— Start of Input material —
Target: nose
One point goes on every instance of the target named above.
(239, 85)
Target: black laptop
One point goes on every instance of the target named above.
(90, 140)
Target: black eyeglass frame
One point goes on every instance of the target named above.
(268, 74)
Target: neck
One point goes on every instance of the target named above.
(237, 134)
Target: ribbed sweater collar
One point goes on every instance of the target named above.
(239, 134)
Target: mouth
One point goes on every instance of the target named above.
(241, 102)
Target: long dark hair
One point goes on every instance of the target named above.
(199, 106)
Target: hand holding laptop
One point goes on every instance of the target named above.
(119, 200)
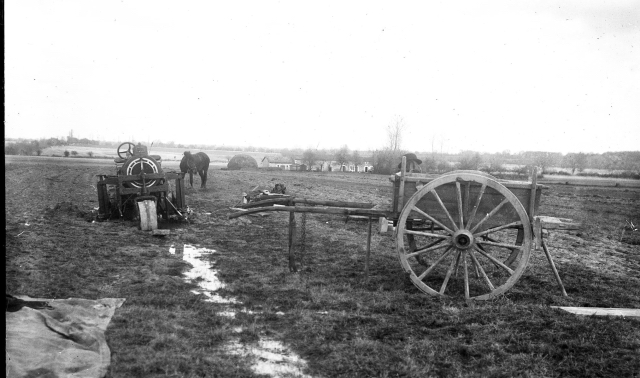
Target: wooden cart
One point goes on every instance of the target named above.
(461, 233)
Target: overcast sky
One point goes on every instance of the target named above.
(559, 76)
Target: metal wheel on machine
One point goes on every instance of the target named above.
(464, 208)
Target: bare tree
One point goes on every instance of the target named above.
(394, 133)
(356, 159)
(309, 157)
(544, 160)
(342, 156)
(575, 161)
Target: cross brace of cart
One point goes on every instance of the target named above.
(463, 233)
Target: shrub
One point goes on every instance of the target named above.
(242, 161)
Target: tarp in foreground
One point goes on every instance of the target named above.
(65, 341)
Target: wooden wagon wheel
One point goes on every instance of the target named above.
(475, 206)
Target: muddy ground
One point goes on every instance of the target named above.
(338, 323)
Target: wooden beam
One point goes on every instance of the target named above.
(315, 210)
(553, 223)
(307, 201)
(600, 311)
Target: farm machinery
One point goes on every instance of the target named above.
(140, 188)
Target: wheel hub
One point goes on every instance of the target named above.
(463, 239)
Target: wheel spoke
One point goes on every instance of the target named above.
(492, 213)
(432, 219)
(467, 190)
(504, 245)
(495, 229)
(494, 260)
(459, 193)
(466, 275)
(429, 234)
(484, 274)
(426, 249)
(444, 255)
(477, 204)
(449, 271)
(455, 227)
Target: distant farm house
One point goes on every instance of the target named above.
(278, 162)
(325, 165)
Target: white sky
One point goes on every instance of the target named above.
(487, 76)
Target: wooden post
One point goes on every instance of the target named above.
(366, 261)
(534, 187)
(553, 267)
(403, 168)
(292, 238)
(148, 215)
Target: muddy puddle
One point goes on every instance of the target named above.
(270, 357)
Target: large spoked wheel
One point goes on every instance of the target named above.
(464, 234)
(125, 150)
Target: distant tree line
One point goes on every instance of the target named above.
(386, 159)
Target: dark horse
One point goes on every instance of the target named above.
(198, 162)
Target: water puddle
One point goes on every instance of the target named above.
— End of Input material —
— Start of Input material —
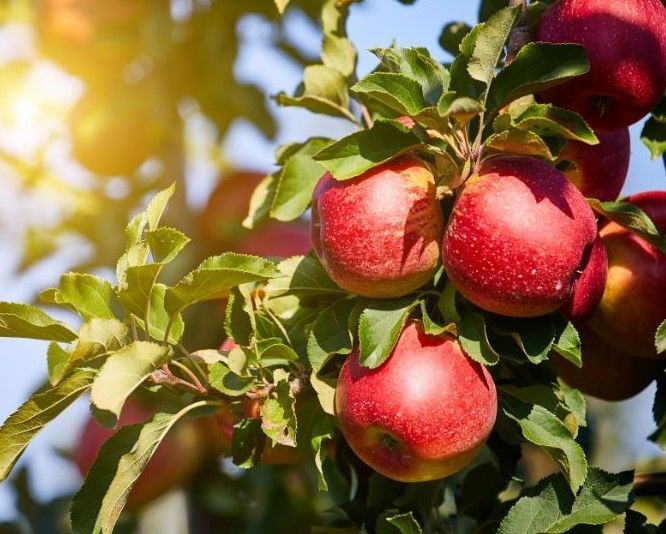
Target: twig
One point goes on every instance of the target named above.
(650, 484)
— End of Input material —
— Start of Input material —
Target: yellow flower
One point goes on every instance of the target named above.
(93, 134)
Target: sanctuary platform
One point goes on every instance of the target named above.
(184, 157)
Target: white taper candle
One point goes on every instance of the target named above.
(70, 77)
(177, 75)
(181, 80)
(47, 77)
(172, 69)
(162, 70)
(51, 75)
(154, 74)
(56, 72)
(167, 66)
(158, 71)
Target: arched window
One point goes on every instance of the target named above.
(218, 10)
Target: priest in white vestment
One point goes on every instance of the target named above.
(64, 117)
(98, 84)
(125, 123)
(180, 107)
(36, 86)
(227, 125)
— End of Input material —
Given exercise:
Pick out each line in the rows above that contains the string "muddy", matching case exactly.

Task output:
Target: muddy ground
Target: muddy puddle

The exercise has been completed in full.